--- Texto fornecido ---

IA gera conhecimento em escala tornando possível melhores decisões para questões complexas em governança. O fundador e CEO da Bravo GRC, Claudinei Elias, explica os principais temas que guiam as discussões sobre os impactos da governança nessa ferramenta tecnológica
Boa parte dos executivos costuma pensar na inteligência artificial (IA) como uma questão de tecnologia. O conceito, no entanto, passa por uma mudança de paradigma. Na MIT Sloan Management Review, o tema é tratado como uma nova dimensão dos negócios. Para o desempenho destes, os benefícios são inegáveis. Mas e quanto ao compromisso ético, os riscos e as implicações práticas desse sistema?
Passa a ser difundido o conceito de inteligência artificial responsável (RAI), que conecta a tecnologia à governança corporativa, incluindo estruturas, processos e ferramentas que ajudem a garantir que seus sistemas sigam princípios éticos e promovam bem-estar ao transformar os negócios. Entretanto, essa não é uma prática padrão.

--- Dados armazenados ---

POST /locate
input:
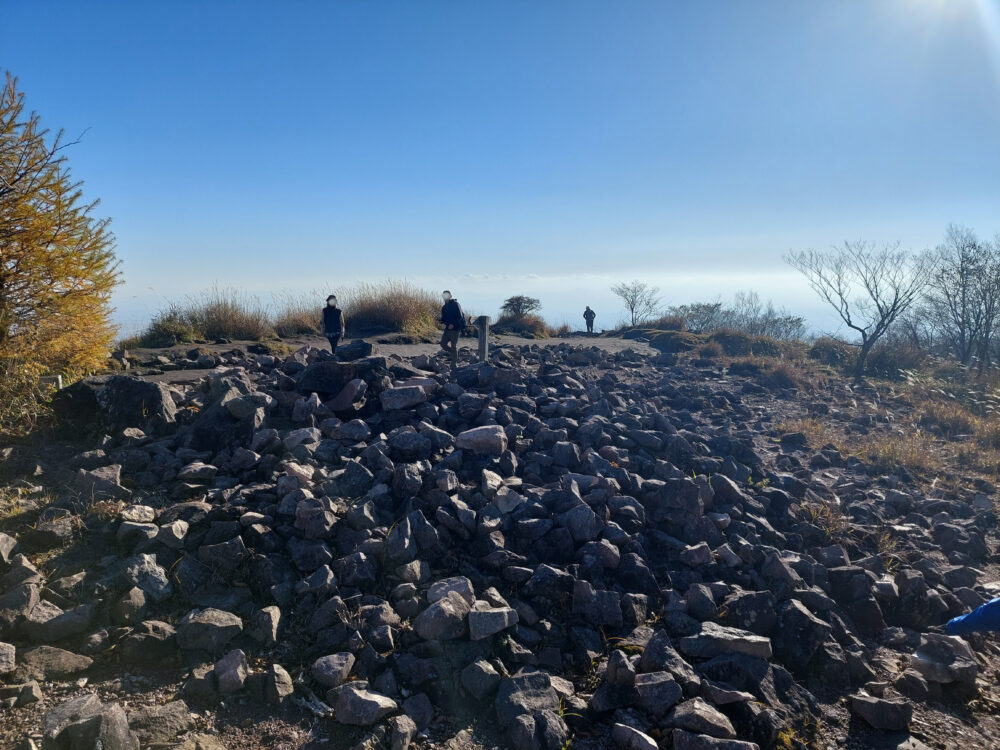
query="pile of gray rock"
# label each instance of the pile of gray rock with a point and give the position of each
(575, 543)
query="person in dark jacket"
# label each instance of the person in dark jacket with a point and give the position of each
(454, 322)
(333, 322)
(982, 619)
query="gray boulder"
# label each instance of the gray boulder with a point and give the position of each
(207, 630)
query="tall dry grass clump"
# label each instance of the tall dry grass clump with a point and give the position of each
(226, 313)
(296, 315)
(390, 306)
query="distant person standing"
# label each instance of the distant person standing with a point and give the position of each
(454, 322)
(333, 322)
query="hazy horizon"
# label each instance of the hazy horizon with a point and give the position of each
(539, 148)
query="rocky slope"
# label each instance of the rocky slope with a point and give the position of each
(563, 547)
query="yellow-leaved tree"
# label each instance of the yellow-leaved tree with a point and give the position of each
(57, 265)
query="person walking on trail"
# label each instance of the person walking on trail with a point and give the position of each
(454, 322)
(333, 322)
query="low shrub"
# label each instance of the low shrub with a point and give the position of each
(951, 418)
(746, 367)
(733, 343)
(666, 323)
(778, 378)
(21, 400)
(294, 316)
(765, 346)
(169, 327)
(709, 349)
(831, 352)
(674, 342)
(529, 326)
(889, 359)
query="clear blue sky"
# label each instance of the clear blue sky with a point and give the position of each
(496, 148)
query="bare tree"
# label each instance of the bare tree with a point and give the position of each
(868, 286)
(989, 290)
(957, 291)
(518, 306)
(641, 299)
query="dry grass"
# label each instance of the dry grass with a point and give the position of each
(385, 307)
(21, 400)
(913, 449)
(228, 313)
(295, 315)
(831, 519)
(950, 417)
(665, 323)
(525, 325)
(390, 306)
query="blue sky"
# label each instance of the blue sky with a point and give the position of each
(497, 148)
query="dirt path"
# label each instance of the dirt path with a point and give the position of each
(467, 348)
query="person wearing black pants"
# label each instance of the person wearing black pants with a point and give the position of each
(454, 322)
(333, 322)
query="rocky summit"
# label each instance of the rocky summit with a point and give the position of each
(560, 547)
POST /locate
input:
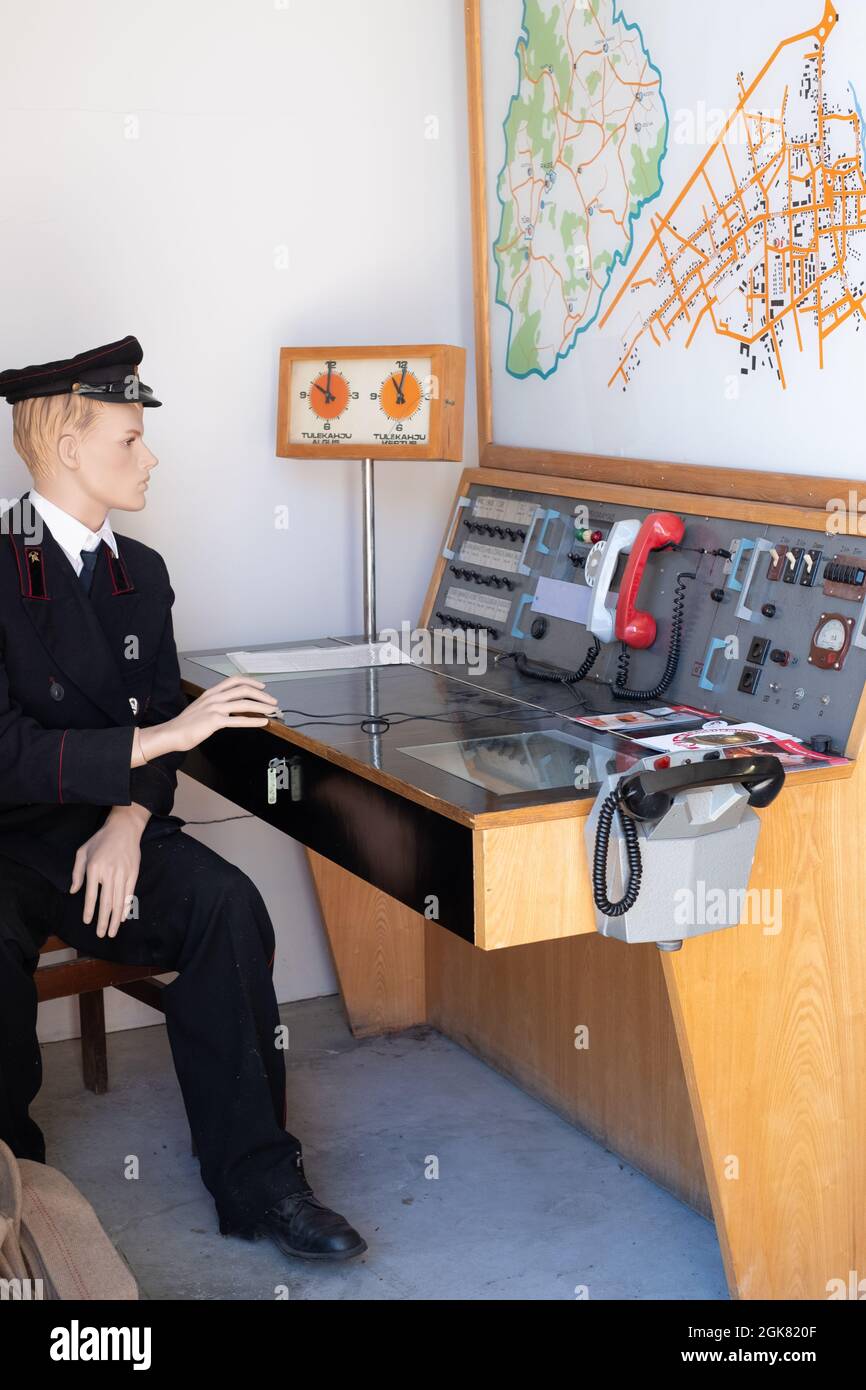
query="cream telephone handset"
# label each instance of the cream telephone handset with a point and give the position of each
(627, 623)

---

### Lista de tarefas:
A) Responda às perguntas sobre o texto sobre inteligência artificial e governança:
(i) Quem é o fundador e CEO da Bravo GRC?
(ii) Em que publicação a IA é tratada como uma nova dimensão dos negócios?
(iii) Que sigla o texto usa para inteligência artificial responsável?
B) Dê continuidade ao texto sobre inteligência artificial e governança a partir do ponto em que ele termina.
As linhas não têm relação com o texto sobre inteligência artificial e governança.

### Respostas por tarefa:
A)
(i) Claudinei Elias.
(ii) Na MIT Sloan Management Review.
(iii) RAI.

B)
Um levantamento feito pela MIT Sloan Management Review aponta que 52% dos entrevistados relatam que suas organizações têm um programa de inteligência artificial responsável em vigor. Destes, a maioria, 79%, apontam que a implementação do programa é limitada em escala e/ou escopo. Já outra pesquisa, feita pelo BCG, revela que 55% dos executivos superestimam a maturidade de seus programas internos de RAI.
Em tempos em que tecnologias emergentes trazem incertezas e colocam as organizações diante de grandes desafios para a tomada de decisão nos negócios, como a governança permeia todo esse cenário? Nesta entrevista, Claudinei Elias, fundador e CEO da Bravo GRC, consultoria tecnológica voltada a GRC e ESG, explica os principais temas que guiam as discussões sobre os impactos da governança na IA e, também o contrário, numa poderosa relação simbiótica de ganha-ganha. Acompanhe a seguir.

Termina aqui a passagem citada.